Example: Kafka to Trino with Keycloak

apiVersion: dataflow.dataflow.io/v1
kind: DataFlow
metadata:
  name: kafka-to-trino
spec:
  source:
    type: kafka
    config:
      brokers:
        - kafka:9092
      topic: input-topic
      consumerGroup: dataflow-group
  sink:
    type: trino
    config:
      serverURL: "http://trino:8080"
      catalog: hive
      schema: default
      table: output_table
      batchSize: 100
      keycloak:
        # Use long-lived token obtained from Keycloak
        token: "eyJhbGciOiJSUzI1NiIsInR5cCI6IkpXVCJ9..."

        # Alternative: Use OAuth2 flow
        # serverURL: "https://keycloak.example.com"
        # realm: myrealm
        # clientID: trino-client
        # clientSecret: client-secret
        # username: trino-user
        # password: trino-password

Nessie

The Nessie connector reads from and writes to Apache Iceberg tables via the Nessie catalog (Iceberg REST API). All operations are performed in the context of a Nessie branch; metadata and data are managed by the catalog.

Nessie Core API vs Iceberg REST

  • Nessie Core API (/api/v1, /api/v2) manages repository metadata: references, commits, and content entries.
  • Iceberg REST catalog API ({baseURL}/iceberg[/{branch}][|{warehouse}]) is used by DataFlow for table reads and writes.
  • Physical table files are stored in the configured warehouse/object storage (for example S3-compatible storage), while Nessie tracks catalog metadata and versioned pointers.

If you need Core API details for administrative operations, use the OpenAPI document at repository root: nessie-openapi-0.107.5.yaml.

Source

source:
  type: nessie
  config:
    # Nessie server base URL (required), e.g. https://nessie:19120
    baseURL: "http://nessie:19120"

    # Nessie branch to read from (optional, default: main)
    branch: main

    # Warehouse name for storage location (optional), e.g. for /iceberg/|warehouse
    warehouse: ""

    # Namespace (schema) of the Iceberg table (required)
    namespace: my_schema

    # Table name (required)
    table: my_table

    # Poll interval in seconds (optional, default: 10)
    pollInterval: 10

    # Incremental read by Iceberg snapshot (optional, default: false)
    # incrementalBySnapshot: true
    # startSnapshotID: "1234567890123456789"  # first run without checkpoint
    # snapshotCheckpoints: true              # default

    # Authentication (optional)
    # authenticationType: AUTO (default) | BEARER | BASIC | NONE
    authenticationType: BEARER
    bearerToken: "your-token"
    # Or Basic auth:
    # basicAuth:
    #   username: user
    #   password: pass

Features

  • Branch context: Reads from the specified Nessie branch; table metadata is resolved from the catalog.

——

• [Exercise A]
Edit the stretch of the DataFlow configuration text from "# Incremental read" through "# Authentication (optional)", swapping "optional" for "not required".

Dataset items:
——

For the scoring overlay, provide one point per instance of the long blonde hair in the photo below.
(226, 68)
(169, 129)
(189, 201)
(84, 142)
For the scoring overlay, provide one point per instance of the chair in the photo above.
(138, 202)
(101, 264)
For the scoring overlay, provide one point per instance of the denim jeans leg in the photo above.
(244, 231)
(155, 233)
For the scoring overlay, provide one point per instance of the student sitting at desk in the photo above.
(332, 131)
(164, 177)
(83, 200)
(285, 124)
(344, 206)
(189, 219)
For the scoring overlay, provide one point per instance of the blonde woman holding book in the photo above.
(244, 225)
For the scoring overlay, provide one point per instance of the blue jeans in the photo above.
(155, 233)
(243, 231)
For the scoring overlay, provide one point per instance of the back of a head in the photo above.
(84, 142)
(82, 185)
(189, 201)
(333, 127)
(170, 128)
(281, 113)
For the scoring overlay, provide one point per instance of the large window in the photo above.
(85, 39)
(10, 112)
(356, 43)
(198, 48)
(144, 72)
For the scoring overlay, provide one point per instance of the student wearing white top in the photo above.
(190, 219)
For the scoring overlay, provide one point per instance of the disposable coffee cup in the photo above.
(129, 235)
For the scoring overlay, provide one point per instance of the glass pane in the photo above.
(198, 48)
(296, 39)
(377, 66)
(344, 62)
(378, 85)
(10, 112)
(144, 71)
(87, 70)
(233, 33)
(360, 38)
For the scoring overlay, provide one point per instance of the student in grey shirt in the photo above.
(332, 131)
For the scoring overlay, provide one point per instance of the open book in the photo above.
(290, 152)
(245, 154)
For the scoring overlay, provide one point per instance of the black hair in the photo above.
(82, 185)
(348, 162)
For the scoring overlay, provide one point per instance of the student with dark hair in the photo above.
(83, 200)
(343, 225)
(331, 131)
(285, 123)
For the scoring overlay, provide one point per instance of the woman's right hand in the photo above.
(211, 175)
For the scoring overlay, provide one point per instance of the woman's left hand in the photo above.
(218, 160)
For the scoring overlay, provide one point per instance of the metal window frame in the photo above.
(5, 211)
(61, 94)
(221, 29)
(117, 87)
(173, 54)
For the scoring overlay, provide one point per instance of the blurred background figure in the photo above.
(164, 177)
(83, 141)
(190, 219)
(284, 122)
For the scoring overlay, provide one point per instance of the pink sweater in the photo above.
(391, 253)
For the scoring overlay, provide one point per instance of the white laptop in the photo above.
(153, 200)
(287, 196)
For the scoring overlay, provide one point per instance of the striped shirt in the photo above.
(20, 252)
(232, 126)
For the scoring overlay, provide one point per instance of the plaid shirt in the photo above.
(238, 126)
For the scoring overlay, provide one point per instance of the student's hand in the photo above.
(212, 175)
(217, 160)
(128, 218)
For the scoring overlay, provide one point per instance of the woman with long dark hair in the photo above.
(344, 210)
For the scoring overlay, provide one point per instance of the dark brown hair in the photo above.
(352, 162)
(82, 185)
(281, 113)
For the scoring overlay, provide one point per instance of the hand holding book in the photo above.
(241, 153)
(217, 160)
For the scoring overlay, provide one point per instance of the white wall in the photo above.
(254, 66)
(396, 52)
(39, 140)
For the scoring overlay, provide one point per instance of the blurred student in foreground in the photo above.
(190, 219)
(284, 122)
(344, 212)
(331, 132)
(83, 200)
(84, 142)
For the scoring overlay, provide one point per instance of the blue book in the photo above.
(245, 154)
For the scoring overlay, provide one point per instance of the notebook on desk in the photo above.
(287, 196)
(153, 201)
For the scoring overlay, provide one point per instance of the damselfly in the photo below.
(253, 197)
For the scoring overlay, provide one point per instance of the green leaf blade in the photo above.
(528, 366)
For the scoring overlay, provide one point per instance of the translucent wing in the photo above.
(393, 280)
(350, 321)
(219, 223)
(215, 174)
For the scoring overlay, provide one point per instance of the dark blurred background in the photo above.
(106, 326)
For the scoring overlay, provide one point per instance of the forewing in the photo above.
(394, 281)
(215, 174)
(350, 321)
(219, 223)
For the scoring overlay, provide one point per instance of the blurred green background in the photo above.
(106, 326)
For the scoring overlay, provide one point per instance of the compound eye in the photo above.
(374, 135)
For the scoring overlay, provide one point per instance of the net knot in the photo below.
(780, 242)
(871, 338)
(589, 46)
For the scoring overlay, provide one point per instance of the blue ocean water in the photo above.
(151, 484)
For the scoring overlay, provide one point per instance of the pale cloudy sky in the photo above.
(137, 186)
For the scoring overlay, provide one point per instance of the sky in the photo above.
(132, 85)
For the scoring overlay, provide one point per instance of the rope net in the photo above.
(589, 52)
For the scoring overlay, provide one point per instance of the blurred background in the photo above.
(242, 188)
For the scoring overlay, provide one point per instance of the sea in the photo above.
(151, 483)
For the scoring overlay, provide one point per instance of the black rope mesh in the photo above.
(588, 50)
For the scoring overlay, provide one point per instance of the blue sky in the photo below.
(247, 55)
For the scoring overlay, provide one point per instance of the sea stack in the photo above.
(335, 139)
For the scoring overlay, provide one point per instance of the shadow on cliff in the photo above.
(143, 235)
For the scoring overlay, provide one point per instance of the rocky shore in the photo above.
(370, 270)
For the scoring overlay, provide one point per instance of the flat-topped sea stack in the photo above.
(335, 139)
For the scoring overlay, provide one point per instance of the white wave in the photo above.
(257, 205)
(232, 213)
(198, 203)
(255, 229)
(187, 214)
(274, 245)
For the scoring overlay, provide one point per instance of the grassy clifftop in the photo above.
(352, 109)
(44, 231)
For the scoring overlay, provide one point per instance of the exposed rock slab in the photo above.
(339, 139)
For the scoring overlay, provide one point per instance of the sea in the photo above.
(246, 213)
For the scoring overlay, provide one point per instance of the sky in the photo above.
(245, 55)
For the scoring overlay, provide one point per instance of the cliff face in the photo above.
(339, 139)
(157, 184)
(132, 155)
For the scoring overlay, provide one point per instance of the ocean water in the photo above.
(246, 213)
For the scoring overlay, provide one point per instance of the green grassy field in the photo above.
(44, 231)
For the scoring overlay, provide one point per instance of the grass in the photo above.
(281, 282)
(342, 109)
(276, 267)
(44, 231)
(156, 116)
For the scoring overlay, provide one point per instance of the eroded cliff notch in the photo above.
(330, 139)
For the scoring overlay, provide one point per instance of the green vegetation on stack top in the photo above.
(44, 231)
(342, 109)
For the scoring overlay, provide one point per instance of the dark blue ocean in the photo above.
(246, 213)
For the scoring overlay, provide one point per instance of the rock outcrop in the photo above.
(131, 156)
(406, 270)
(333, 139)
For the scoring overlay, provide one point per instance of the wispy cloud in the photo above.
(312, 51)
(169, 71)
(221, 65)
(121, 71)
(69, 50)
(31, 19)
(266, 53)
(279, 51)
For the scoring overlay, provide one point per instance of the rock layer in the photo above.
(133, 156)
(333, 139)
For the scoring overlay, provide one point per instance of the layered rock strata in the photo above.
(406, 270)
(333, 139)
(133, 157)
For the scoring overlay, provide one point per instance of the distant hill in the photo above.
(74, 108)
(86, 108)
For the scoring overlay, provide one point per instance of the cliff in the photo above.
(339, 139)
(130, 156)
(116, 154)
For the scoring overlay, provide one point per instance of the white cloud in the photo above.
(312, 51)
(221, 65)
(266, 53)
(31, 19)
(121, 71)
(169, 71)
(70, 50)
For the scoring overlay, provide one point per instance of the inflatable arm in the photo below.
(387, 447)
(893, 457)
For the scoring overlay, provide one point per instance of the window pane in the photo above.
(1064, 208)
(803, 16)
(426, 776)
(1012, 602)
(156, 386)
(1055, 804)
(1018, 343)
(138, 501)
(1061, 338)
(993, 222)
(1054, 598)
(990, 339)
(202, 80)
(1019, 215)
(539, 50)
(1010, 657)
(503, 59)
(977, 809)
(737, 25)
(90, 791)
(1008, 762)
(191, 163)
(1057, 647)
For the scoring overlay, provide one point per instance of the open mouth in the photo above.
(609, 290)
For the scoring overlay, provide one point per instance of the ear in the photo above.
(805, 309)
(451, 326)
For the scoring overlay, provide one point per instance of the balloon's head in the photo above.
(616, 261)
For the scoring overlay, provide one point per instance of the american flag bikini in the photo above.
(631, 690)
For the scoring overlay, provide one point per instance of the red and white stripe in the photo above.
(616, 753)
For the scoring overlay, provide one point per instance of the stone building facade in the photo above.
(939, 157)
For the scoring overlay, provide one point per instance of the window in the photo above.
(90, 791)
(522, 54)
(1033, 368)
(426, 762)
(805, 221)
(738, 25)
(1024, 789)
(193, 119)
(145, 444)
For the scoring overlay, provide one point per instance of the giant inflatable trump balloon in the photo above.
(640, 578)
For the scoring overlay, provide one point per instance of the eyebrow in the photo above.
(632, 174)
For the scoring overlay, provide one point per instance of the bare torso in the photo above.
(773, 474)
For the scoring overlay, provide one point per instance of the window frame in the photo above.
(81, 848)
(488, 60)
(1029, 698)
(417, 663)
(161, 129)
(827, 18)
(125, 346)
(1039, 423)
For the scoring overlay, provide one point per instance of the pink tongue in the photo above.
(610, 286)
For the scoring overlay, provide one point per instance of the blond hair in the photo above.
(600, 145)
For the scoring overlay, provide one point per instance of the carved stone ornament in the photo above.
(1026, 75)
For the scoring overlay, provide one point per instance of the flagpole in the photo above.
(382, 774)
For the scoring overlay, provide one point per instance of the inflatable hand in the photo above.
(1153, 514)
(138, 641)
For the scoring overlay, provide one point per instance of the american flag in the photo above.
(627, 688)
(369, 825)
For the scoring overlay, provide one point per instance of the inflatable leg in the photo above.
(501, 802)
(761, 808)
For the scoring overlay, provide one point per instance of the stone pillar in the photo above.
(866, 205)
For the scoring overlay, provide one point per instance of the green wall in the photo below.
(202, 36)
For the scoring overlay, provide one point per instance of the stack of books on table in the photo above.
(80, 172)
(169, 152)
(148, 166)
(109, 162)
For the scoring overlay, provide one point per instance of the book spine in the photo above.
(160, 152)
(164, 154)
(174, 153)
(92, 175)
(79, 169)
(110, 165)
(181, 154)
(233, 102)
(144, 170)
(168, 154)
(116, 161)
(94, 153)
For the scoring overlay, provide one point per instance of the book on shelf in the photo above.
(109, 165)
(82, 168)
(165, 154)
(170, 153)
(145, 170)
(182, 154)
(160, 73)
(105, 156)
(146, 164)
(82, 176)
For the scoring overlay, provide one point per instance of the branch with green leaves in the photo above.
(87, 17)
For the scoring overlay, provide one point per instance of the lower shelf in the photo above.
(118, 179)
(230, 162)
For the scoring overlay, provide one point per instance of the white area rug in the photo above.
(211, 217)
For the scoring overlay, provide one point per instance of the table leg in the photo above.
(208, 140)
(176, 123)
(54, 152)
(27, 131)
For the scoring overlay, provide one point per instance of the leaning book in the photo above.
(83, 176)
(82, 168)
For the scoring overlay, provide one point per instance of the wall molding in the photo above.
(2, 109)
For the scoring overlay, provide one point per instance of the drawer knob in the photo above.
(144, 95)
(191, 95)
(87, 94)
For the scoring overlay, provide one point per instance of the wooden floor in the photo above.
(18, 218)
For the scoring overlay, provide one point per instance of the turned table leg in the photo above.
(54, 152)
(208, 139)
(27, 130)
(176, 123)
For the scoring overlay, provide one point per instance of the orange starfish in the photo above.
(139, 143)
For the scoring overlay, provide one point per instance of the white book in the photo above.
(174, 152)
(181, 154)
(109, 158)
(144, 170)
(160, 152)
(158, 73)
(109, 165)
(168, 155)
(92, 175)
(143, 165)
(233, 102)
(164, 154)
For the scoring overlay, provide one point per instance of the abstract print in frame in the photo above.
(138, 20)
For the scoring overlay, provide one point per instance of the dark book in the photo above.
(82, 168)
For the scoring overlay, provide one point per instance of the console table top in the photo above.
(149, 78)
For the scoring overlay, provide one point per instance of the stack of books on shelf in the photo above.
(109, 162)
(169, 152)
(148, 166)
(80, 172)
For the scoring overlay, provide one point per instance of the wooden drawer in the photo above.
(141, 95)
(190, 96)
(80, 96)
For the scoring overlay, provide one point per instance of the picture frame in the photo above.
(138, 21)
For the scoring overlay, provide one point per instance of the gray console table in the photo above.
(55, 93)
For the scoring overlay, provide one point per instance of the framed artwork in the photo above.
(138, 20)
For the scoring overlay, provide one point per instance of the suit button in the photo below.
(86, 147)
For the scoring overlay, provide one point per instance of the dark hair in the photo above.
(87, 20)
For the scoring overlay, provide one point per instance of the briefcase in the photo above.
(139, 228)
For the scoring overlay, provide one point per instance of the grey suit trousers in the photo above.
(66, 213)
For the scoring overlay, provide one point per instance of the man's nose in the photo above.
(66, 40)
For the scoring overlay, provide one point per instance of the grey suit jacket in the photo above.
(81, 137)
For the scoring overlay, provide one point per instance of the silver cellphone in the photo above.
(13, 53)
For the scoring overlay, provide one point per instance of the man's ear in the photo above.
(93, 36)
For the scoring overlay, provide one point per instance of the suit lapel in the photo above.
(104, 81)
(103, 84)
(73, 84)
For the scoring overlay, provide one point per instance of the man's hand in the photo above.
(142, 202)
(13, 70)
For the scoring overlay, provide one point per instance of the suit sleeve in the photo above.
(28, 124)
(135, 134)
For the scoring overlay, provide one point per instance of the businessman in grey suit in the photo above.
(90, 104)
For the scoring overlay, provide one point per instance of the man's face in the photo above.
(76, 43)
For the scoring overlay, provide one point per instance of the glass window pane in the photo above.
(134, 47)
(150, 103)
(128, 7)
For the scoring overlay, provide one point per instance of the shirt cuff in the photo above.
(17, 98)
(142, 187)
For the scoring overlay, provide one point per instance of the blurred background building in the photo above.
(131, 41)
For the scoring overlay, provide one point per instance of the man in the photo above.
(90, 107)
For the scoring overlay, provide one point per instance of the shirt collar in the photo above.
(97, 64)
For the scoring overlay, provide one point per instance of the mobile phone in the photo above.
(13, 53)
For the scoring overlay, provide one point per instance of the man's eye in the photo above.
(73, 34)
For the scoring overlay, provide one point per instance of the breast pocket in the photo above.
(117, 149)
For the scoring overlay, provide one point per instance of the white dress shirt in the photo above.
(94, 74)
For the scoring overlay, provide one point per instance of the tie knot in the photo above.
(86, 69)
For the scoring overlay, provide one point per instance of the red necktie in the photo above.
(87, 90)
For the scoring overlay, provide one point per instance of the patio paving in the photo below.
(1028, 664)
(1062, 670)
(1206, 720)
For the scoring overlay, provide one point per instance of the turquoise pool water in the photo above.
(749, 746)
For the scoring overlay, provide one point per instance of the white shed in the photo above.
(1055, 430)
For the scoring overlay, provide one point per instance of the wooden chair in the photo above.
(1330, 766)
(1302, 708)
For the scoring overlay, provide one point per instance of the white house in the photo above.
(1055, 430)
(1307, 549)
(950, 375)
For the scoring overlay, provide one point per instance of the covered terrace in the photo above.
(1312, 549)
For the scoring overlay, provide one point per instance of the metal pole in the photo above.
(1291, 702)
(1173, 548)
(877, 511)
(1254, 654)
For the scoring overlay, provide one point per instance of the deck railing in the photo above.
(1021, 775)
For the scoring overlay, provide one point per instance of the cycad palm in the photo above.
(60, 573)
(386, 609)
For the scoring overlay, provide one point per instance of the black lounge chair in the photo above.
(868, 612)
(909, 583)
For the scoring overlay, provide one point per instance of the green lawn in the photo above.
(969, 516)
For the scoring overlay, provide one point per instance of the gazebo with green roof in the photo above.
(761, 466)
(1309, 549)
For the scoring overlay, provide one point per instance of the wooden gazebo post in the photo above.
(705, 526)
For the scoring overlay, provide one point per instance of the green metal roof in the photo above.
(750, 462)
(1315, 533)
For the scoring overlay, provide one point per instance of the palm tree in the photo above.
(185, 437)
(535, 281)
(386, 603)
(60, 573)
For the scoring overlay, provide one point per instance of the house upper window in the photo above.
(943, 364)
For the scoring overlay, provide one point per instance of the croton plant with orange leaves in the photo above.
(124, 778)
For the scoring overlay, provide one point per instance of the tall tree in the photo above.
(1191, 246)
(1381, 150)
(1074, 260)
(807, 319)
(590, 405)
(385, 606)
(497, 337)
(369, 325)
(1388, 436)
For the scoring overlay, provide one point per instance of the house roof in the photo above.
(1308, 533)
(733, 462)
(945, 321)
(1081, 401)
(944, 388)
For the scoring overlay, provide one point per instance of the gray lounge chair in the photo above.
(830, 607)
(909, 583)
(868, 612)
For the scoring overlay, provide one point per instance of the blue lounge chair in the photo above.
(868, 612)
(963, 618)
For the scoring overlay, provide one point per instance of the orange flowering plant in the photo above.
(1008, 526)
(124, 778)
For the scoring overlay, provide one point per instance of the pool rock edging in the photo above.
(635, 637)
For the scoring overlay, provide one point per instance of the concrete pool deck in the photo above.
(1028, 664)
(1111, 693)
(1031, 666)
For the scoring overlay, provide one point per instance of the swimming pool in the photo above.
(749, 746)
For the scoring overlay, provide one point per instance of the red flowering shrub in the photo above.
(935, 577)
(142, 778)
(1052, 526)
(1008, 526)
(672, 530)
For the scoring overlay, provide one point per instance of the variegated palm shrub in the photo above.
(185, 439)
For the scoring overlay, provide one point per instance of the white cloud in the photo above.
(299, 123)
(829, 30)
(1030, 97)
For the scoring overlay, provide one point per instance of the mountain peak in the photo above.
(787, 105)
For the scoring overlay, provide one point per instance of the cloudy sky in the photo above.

——

• [Exercise B]
Copy out every line of the listing that contains the word "hand".

• [Task solution A]
# Incremental read by Iceberg snapshot (not required, default: false)
    # incrementalBySnapshot: true
    # startSnapshotID: "1234567890123456789"  # first run without checkpoint
    # snapshotCheckpoints: true              # default

    # Authentication (not required)

• [Task solution B]
For the scoring overlay, provide one point per instance of the woman's right hand in the photo above.
For the scoring overlay, provide one point per instance of the woman's left hand in the photo above.
For the scoring overlay, provide one point per instance of the student's hand in the photo above.
For the scoring overlay, provide one point per instance of the hand holding book in the photo above.
For the scoring overlay, provide one point per instance of the inflatable hand in the photo above.
For the scoring overlay, provide one point per instance of the man's hand in the photo above.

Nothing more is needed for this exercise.